== THE PROBLEM ==
Reprint all entries without any alteration.

Segment Open

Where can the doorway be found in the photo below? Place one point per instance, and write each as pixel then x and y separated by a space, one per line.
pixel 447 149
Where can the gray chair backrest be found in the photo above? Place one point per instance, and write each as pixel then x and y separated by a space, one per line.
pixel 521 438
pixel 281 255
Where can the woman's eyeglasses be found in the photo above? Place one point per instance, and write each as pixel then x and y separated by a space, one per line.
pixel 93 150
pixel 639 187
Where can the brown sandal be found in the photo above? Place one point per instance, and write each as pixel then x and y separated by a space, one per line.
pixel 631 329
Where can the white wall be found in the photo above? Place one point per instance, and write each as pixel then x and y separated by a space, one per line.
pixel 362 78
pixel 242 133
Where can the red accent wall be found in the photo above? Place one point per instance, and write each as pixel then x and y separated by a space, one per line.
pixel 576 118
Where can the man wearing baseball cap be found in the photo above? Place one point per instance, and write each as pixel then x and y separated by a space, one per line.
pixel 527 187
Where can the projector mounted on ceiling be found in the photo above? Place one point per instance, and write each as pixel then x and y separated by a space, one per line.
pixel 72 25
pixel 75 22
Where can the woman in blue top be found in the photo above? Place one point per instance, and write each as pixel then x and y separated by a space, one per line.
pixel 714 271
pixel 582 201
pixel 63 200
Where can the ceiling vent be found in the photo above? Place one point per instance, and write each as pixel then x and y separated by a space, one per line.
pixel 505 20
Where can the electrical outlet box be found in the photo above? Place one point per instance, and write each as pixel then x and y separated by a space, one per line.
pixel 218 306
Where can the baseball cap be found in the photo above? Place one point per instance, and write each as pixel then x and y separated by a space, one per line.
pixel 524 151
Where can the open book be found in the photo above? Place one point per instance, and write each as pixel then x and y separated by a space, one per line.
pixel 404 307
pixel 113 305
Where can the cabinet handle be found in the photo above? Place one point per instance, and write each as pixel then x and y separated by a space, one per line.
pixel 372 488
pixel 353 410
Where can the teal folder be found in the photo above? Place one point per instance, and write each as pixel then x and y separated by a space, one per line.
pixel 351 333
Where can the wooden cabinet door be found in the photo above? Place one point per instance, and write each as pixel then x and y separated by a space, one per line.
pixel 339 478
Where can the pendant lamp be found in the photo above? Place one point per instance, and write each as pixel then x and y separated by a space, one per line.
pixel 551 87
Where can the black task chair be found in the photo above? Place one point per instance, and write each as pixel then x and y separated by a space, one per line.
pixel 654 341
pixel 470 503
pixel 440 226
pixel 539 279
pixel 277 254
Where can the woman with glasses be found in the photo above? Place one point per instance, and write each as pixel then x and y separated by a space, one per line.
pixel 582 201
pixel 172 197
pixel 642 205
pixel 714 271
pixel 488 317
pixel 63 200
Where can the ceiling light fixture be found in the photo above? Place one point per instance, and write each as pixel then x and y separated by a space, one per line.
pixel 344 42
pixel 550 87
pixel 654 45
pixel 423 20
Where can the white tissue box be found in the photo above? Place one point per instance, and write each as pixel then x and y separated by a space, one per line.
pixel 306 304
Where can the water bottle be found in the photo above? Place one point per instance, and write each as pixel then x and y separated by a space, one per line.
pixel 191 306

Segment Closed

== RESPONSE AREA ==
Where can the doorway be found in the photo below? Place one point per instance, and write each as pixel then x and y separated by a space, one per line.
pixel 447 149
Where can the gray chair backrest be found in the photo above? Place one point per instance, and write each as pixel then x and y separated by a space, one per line.
pixel 521 438
pixel 281 255
Where can the woman's eyeglasses be found in the photo above? Place one point per instance, and write each as pixel then x and y separated by a space, one per line.
pixel 93 150
pixel 639 187
Where can the brown sandal be found in the photo above? Place one point per instance, and write each as pixel then x and y separated by a space, one per line.
pixel 631 329
Where can the white wall be found in the photo above? Place one point per instance, and write each as pixel then x and y separated by a space, one per line.
pixel 362 78
pixel 242 133
Where can the red accent wall be found in the photo above? Place one point per instance, and write each as pixel then x and y separated by a space, one per line.
pixel 576 118
Where can the man wearing baseball cap be found in the photo above? Place one point per instance, and write each as pixel then x and y separated by a space, one per line.
pixel 527 187
Where can the projector mounted on ceiling be found in the photo above? Place one point per instance, and write each as pixel then x and y separated by a space, one per line.
pixel 72 25
pixel 75 22
Where can the woman in blue top be found in the photo above? Place one point per instance, and write each as pixel then x and y separated by a space, one per line.
pixel 714 271
pixel 582 201
pixel 63 200
Where can the ceiling vent be found in the photo above? Place one point per instance, and write each as pixel then x and y separated by a space, one per line.
pixel 505 20
Where can the electrical outlet box be found in the photo above? Place one point per instance, and write each as pixel then x and y separated by a space, one per line.
pixel 218 306
Where can the baseball cap be found in the photo above? Place one point per instance, and write each as pixel then x and y separated by a space, one per line.
pixel 524 151
Where can the open book be found in the photo above? Place one point per instance, and write each as pixel then x and y separated by a space, one per line.
pixel 404 307
pixel 113 305
Where can the cabinet handle be found in the photo above? Place one point per instance, and write each as pixel then x and y separated by a space, one per line.
pixel 372 488
pixel 353 410
Where can the teal folder be found in the photo above? Place one point per instance, and write each as pixel then x and y separated by a space, one per line.
pixel 351 333
Where can the wooden cabinet door be found in the photo above? Place one point per instance, and write each as pixel then x and y separated by a space, one per line.
pixel 339 478
Where can the pendant lamp be found in the photo above? Place one point per instance, and write each as pixel then x and y separated by a space, one per line.
pixel 551 87
Where can the black task chair be found in the photo above? Place one point per instance, and write each as pixel then x and y separated by a space, one per line.
pixel 654 341
pixel 470 503
pixel 440 226
pixel 539 279
pixel 277 254
Where can the woman with glasses be found in the photo above? Place one point per instance, and write each as pixel then x and y separated by a space, one per line.
pixel 582 201
pixel 172 197
pixel 642 205
pixel 714 271
pixel 488 317
pixel 63 200
Where can the ceiling light fixture be found in the photo above? Place one point per instance, and write each as pixel then x and y separated by a space, one per line.
pixel 344 42
pixel 550 87
pixel 654 45
pixel 423 20
Where can the white tissue box be found in the photo above? Place one point per instance, and write each as pixel then x and y separated by a space, one per line.
pixel 306 304
Where can the water bottle be found in the photo above? Place one point per instance, and write each as pixel then x and y separated by a space, one per line.
pixel 191 306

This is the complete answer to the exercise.